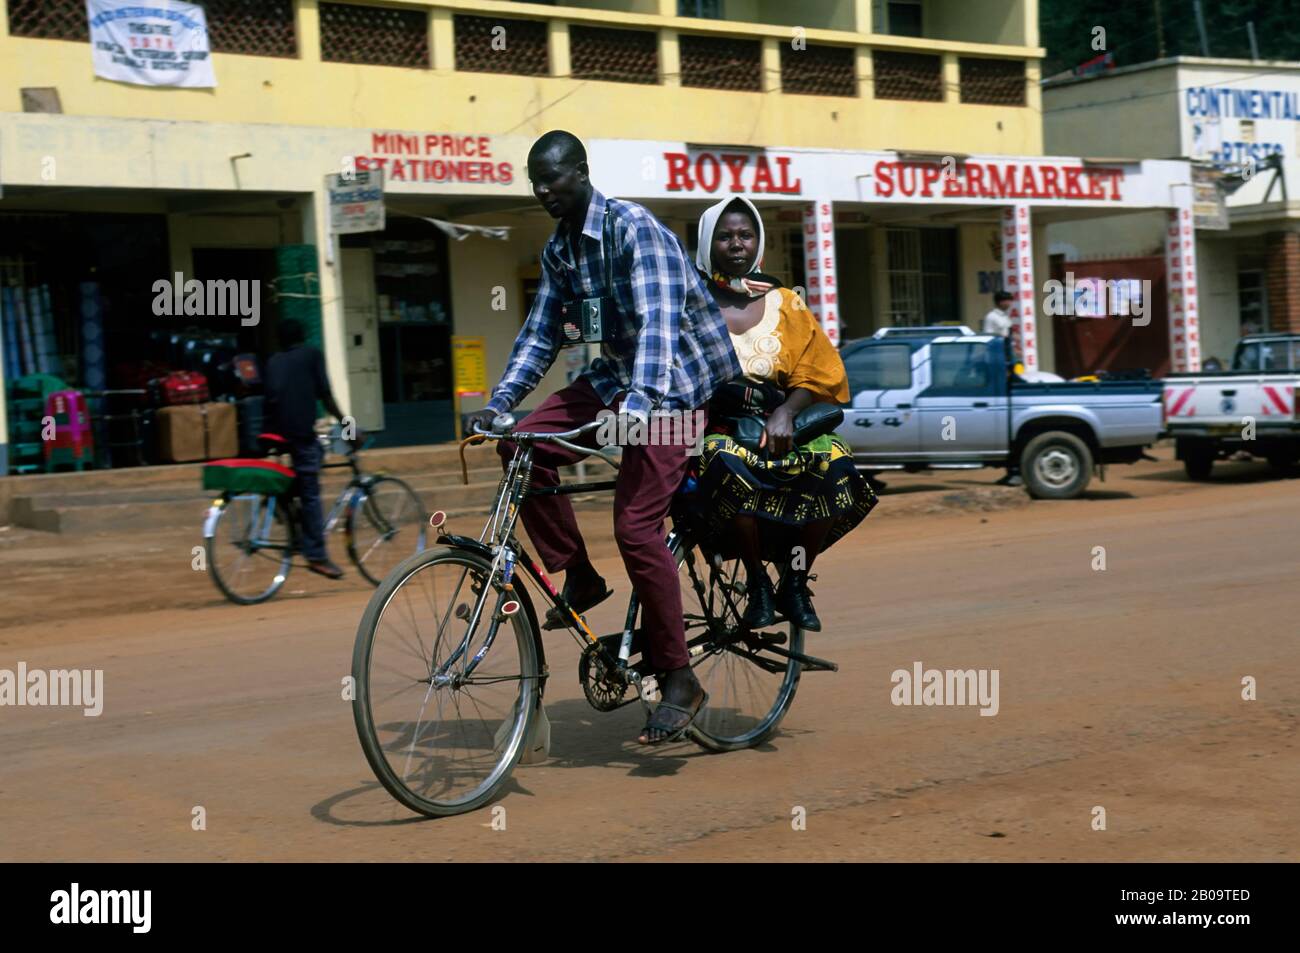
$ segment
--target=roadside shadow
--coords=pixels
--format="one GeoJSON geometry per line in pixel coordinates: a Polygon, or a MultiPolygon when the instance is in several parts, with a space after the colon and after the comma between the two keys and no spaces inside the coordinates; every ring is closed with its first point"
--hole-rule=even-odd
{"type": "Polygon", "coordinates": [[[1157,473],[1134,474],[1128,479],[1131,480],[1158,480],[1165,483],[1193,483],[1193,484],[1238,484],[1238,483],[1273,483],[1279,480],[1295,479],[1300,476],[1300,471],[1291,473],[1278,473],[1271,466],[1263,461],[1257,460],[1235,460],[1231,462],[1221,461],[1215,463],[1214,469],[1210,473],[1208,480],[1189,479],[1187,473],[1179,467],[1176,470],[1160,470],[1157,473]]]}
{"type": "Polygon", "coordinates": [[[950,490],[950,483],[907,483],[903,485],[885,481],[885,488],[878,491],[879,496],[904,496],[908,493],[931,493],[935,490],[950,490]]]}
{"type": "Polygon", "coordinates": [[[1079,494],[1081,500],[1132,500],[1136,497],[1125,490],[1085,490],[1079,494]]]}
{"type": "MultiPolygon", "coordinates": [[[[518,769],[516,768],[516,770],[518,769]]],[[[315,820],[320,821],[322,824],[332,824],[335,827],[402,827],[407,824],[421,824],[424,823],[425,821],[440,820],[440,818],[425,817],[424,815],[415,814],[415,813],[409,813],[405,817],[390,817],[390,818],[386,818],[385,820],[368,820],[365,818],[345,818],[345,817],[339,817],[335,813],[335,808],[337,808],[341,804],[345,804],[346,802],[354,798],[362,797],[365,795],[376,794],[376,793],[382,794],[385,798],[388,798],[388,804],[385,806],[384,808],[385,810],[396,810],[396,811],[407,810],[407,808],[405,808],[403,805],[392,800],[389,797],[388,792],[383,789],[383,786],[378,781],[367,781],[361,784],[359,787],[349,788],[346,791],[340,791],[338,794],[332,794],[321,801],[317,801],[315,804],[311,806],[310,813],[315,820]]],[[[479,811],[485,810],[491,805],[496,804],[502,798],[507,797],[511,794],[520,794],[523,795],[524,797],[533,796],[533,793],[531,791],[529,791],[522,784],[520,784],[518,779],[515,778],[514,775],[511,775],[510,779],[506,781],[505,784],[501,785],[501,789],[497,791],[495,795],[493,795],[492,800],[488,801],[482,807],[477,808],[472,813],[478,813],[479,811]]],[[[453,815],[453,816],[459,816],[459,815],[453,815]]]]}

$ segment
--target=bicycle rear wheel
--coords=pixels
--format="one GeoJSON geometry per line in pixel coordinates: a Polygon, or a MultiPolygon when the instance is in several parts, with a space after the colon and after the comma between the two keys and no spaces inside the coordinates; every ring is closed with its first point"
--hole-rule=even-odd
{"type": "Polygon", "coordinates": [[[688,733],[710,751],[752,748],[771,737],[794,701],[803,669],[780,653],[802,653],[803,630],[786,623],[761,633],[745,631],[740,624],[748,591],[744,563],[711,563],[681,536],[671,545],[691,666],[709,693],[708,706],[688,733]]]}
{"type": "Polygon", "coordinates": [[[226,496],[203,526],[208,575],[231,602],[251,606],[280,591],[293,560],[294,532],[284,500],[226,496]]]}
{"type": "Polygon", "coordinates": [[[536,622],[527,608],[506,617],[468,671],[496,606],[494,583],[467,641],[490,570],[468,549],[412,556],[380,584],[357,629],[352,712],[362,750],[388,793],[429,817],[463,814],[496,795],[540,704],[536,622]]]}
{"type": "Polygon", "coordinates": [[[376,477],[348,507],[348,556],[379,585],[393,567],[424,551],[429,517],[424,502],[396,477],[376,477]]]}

---

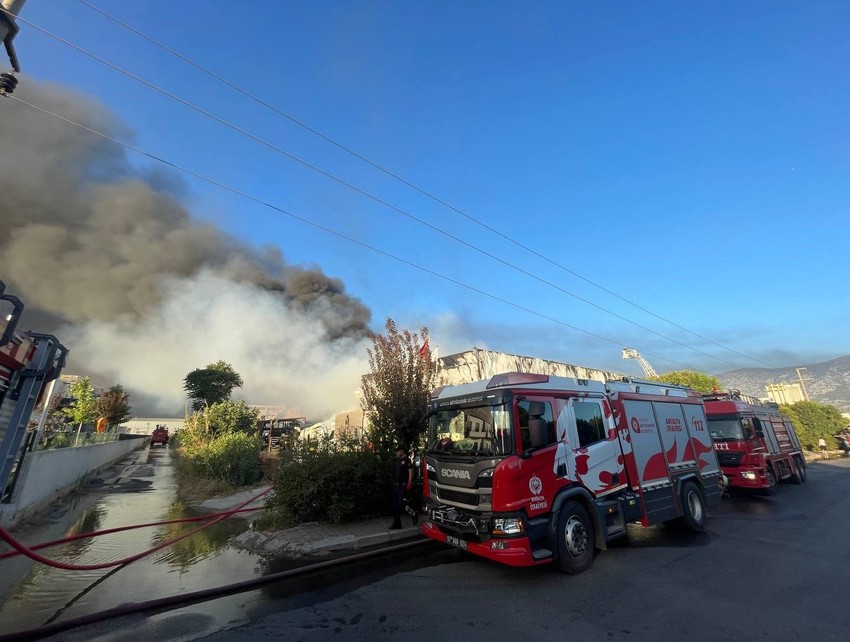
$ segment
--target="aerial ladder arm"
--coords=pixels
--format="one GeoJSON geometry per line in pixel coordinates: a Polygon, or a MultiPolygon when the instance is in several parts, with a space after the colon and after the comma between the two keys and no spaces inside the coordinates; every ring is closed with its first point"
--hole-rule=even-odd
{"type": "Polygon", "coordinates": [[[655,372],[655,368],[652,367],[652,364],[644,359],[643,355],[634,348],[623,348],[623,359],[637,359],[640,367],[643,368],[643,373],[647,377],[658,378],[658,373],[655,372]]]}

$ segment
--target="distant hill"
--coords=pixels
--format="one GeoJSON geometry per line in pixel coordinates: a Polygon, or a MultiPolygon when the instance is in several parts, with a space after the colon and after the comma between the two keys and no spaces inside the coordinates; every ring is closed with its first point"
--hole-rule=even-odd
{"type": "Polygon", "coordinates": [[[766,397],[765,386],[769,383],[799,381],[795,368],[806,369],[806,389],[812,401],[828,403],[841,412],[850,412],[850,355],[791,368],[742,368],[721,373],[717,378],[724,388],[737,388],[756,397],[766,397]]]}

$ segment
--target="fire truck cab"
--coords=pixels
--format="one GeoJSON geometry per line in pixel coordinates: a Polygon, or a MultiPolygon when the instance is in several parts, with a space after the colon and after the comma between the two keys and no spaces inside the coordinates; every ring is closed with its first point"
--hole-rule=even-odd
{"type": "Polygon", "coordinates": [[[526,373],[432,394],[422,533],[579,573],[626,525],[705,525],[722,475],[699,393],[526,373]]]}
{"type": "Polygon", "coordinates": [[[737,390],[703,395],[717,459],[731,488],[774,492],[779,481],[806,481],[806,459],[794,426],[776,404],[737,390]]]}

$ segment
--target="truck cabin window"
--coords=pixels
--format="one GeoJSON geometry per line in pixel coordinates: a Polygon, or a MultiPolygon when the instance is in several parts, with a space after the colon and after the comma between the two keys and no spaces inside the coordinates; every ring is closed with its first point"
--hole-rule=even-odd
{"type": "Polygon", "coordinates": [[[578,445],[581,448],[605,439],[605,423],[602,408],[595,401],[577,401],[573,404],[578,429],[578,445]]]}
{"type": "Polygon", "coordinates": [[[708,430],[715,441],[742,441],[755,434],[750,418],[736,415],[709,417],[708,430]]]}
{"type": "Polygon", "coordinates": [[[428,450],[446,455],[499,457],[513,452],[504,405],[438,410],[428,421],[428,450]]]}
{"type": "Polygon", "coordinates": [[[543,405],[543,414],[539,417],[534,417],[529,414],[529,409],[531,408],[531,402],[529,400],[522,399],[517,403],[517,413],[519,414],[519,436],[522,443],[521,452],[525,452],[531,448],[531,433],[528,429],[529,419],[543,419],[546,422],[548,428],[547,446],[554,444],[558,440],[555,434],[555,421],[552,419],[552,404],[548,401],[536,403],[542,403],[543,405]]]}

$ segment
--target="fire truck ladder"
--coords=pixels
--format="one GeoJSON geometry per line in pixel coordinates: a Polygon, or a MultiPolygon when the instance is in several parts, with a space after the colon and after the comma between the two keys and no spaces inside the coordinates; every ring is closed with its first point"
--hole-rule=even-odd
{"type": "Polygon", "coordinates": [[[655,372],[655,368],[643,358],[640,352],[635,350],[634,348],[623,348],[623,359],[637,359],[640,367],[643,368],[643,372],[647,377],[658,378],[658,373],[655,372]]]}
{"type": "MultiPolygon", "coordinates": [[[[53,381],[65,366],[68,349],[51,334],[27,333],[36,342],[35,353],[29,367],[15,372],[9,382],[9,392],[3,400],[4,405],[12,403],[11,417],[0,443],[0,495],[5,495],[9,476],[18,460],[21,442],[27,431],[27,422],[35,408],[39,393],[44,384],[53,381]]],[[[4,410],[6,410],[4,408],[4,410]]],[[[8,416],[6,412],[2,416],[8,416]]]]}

...

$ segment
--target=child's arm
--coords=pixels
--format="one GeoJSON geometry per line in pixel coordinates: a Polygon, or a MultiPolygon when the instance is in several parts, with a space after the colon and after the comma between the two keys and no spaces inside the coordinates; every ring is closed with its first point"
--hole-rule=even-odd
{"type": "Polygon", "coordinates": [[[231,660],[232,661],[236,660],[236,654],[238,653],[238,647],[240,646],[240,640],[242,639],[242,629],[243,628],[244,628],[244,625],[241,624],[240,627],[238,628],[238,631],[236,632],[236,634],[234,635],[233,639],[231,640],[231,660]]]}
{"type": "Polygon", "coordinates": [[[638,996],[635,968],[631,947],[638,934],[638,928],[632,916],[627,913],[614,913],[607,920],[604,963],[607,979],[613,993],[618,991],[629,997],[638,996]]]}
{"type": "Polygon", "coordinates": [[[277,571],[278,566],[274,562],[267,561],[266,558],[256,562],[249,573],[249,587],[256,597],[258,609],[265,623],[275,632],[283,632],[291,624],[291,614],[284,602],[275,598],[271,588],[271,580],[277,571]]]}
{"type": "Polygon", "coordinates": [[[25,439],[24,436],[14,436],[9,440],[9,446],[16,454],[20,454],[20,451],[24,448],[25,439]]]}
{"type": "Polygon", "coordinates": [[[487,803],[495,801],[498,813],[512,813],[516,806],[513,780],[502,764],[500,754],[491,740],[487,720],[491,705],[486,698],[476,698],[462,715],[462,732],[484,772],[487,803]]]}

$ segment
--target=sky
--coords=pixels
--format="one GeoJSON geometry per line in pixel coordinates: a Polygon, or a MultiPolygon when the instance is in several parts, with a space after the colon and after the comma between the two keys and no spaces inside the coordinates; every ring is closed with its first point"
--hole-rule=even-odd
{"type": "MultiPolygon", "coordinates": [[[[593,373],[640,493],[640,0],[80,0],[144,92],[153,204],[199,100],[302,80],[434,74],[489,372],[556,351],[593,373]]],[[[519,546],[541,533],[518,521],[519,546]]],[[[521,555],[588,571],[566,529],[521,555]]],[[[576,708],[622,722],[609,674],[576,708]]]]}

Problem details: Reproduce every line above that contains the string "fire".

Output of the task:
--target="fire truck cab"
--target="fire truck ladder"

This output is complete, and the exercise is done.